> _WHAT IS ASKED_: Rewrite the stretch of the listing from the line containing "the tree in" through the line containing "[(346, 207), (11, 309), (311, 193), (228, 247), (497, 160)]", both lines included, keeping every line, requests too. In the answer point coordinates only, add 137 to each number; leave the requests and their sample coordinates unchanged.

> _DATA SECTION_:
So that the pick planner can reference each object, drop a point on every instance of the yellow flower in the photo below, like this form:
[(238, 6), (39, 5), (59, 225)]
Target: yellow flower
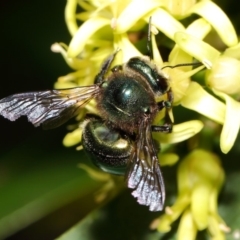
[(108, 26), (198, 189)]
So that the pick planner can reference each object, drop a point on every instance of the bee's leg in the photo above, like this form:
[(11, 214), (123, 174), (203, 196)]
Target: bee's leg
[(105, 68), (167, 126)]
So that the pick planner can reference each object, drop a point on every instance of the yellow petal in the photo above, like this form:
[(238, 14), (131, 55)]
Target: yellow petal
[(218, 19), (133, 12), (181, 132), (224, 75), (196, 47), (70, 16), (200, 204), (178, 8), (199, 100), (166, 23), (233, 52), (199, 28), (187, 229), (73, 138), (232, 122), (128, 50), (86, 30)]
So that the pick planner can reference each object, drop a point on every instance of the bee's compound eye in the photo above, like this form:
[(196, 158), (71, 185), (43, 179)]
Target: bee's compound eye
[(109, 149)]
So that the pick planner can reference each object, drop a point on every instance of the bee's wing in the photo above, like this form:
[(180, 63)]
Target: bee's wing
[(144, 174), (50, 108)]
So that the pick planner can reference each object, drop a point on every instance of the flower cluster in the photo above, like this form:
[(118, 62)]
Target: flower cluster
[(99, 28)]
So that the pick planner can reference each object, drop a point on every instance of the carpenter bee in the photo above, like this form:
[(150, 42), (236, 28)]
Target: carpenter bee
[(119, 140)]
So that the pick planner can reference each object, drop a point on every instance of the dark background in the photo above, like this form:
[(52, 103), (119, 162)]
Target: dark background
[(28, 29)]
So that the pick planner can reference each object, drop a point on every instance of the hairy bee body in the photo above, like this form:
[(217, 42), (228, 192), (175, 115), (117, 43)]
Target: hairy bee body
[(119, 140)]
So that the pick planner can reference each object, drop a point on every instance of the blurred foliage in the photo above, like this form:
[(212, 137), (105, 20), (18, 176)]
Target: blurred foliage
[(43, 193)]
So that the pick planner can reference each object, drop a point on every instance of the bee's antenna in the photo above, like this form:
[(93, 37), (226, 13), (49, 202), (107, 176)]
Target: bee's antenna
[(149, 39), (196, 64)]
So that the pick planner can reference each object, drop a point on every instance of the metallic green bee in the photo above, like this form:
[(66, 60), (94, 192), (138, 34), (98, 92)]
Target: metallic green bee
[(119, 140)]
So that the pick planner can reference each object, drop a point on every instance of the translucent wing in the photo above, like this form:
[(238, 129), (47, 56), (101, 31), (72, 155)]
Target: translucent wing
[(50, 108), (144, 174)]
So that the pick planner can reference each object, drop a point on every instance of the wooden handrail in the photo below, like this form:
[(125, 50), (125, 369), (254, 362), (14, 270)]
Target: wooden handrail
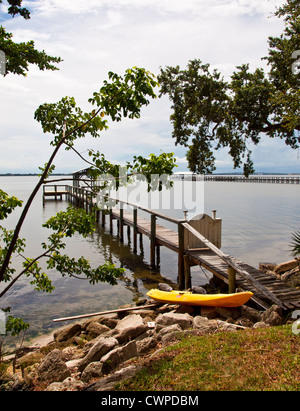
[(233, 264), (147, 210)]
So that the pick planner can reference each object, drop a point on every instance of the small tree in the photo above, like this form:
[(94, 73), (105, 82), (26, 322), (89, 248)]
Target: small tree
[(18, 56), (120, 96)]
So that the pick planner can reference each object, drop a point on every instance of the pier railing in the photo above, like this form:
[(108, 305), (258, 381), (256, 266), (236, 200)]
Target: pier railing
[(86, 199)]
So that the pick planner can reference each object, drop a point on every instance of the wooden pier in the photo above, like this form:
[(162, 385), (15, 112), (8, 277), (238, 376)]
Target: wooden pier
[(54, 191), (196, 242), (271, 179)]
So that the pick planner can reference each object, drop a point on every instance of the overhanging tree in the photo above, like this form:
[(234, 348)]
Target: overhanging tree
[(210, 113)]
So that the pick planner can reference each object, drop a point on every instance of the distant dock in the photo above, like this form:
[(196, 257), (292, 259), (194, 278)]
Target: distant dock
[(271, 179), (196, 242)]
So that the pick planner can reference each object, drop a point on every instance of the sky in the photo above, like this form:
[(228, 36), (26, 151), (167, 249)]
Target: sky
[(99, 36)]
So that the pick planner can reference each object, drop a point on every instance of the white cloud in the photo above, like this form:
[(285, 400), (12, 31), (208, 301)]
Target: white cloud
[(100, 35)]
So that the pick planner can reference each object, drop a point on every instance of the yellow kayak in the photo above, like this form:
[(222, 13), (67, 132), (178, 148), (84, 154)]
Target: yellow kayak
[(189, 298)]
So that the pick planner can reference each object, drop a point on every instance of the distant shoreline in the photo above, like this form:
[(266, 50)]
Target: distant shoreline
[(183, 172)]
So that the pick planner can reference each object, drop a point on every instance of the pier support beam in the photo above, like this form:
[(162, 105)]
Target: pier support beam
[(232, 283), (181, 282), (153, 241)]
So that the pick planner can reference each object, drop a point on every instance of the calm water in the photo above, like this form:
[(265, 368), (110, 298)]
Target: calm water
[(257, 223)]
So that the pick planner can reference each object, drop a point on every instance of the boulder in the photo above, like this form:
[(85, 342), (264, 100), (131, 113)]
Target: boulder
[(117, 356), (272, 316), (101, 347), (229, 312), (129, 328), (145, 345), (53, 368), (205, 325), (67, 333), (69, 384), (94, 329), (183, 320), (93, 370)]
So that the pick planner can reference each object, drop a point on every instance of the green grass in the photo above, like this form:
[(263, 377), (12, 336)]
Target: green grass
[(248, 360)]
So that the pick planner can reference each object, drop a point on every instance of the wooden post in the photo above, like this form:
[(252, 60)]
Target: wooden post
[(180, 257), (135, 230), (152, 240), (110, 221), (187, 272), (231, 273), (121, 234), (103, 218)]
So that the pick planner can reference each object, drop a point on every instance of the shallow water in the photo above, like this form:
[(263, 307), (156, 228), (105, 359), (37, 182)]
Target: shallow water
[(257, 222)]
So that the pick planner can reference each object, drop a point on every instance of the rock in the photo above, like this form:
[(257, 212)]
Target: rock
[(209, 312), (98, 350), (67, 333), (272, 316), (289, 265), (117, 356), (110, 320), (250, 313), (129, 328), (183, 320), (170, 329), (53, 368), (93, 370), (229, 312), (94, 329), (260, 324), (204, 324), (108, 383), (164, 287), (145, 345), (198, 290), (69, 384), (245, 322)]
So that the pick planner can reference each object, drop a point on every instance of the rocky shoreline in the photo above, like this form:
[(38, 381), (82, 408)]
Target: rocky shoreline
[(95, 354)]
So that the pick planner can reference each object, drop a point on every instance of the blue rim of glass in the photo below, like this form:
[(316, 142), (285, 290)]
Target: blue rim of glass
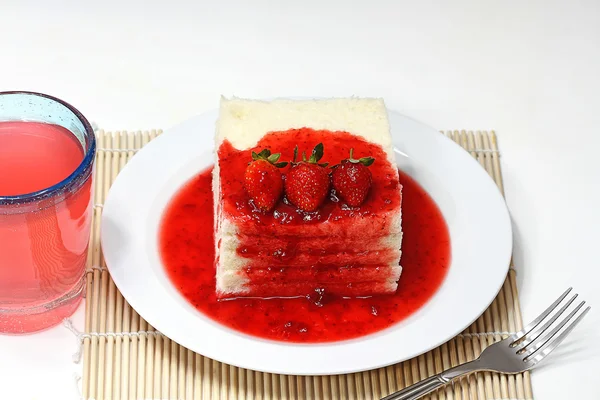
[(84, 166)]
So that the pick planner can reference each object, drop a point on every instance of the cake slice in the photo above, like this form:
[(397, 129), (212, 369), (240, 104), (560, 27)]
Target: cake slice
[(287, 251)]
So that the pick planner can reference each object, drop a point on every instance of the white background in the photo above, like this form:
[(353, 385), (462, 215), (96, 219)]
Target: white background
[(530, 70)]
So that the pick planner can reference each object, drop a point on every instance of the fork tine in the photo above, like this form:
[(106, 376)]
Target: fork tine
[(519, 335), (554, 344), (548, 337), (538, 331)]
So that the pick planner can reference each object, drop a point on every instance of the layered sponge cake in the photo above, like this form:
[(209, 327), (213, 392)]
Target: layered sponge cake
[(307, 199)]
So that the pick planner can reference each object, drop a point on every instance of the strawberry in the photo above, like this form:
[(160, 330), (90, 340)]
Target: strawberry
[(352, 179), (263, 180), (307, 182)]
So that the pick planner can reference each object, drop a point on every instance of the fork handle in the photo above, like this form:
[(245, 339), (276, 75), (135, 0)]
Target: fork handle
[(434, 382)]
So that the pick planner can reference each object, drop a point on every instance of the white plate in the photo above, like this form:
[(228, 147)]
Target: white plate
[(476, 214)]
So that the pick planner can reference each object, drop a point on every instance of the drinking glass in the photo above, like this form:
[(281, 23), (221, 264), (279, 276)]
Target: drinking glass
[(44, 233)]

* * *

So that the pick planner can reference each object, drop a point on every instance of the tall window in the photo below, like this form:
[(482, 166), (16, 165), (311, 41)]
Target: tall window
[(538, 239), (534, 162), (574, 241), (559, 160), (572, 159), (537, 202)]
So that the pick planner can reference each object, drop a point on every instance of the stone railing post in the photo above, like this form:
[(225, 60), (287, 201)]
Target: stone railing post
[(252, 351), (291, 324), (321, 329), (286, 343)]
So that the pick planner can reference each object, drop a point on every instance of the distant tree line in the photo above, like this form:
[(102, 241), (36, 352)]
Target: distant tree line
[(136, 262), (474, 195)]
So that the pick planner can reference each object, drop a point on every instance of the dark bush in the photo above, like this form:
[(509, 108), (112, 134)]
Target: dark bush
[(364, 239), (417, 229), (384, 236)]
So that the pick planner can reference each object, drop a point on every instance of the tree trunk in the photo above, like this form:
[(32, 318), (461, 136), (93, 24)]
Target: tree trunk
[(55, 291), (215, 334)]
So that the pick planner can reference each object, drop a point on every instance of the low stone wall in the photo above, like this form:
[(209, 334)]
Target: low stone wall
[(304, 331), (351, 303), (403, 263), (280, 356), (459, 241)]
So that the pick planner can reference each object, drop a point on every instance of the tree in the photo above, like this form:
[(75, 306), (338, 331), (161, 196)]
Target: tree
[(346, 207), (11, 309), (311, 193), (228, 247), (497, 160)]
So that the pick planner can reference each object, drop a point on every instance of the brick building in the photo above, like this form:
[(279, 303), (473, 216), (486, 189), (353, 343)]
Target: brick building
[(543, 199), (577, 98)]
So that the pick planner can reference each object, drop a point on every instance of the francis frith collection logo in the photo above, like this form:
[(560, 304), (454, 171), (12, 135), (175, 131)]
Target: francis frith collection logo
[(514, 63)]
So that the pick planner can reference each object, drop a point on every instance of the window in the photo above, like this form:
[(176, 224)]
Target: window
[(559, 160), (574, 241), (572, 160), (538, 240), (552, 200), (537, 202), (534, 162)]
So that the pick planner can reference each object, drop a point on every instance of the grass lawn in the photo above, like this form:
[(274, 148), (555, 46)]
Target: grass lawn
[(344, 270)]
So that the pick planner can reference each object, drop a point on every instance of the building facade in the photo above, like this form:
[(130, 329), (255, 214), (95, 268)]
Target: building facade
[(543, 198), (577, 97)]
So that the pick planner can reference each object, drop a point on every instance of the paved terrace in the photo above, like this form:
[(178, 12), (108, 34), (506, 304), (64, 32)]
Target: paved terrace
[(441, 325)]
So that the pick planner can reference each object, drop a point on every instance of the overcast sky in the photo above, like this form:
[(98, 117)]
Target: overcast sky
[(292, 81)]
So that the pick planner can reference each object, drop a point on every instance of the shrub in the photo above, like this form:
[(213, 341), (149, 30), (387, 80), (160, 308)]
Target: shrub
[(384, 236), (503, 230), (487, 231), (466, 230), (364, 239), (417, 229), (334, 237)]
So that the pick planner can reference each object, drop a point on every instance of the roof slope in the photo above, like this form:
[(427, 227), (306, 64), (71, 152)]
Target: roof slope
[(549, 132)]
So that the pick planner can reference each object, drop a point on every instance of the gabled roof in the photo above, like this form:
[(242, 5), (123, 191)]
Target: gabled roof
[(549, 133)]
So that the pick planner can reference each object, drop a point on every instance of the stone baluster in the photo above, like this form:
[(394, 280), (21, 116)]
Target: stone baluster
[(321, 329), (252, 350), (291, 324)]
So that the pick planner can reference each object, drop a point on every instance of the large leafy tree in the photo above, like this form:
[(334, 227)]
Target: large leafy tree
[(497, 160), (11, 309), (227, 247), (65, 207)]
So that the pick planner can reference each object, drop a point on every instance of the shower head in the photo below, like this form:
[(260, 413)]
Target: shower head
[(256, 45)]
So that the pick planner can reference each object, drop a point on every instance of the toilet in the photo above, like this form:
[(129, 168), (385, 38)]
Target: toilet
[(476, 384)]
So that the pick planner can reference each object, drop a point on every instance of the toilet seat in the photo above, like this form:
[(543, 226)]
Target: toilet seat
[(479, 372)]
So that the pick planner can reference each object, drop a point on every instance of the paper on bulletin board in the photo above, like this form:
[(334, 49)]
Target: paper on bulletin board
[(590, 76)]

> _REPLY TO THE TASK_:
So that the pick planner can reference each object, drop a point on every instance of the tree in the photo above, like this form:
[(75, 306), (338, 331), (161, 196)]
Target: tree
[(483, 344), (148, 446), (448, 330), (365, 384), (634, 297)]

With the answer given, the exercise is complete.